TASK TO COMPLETE
Please count the lines of the items that contain the string "instance", treating uppercase and lowercase as different, and reply with only that number.

»»

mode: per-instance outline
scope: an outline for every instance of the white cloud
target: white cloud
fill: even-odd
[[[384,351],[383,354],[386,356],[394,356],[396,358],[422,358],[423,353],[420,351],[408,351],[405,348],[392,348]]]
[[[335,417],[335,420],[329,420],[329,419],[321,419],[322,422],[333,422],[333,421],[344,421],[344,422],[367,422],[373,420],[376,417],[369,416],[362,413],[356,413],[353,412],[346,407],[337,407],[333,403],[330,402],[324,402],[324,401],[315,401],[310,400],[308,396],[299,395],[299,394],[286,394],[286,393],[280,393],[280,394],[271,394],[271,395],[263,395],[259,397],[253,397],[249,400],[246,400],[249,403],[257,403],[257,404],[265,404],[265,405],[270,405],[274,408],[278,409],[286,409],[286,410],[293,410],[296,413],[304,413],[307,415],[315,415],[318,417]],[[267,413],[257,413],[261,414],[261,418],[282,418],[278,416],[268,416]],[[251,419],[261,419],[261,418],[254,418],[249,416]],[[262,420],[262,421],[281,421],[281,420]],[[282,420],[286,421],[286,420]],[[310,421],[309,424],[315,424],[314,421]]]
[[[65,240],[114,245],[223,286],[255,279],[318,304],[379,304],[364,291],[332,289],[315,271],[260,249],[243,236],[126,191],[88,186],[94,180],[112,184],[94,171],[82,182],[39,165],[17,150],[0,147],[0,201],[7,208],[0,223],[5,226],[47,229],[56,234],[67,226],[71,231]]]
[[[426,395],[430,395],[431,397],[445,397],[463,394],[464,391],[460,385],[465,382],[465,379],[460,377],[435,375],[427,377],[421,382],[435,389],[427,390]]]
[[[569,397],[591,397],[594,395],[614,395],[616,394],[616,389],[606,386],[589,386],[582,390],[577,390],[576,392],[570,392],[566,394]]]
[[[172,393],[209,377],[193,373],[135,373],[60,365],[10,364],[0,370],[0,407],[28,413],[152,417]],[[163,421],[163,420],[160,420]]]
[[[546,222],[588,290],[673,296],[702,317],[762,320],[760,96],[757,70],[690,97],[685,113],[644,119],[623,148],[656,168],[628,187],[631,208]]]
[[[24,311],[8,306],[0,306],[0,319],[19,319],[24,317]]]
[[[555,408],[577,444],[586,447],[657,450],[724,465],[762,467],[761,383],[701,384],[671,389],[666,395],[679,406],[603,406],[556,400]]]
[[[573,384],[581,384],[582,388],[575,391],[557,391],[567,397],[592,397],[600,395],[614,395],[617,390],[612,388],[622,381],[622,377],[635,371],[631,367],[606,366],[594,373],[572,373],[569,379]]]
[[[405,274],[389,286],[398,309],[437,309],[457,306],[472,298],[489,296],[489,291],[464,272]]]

««

EXPECTED ANSWER
2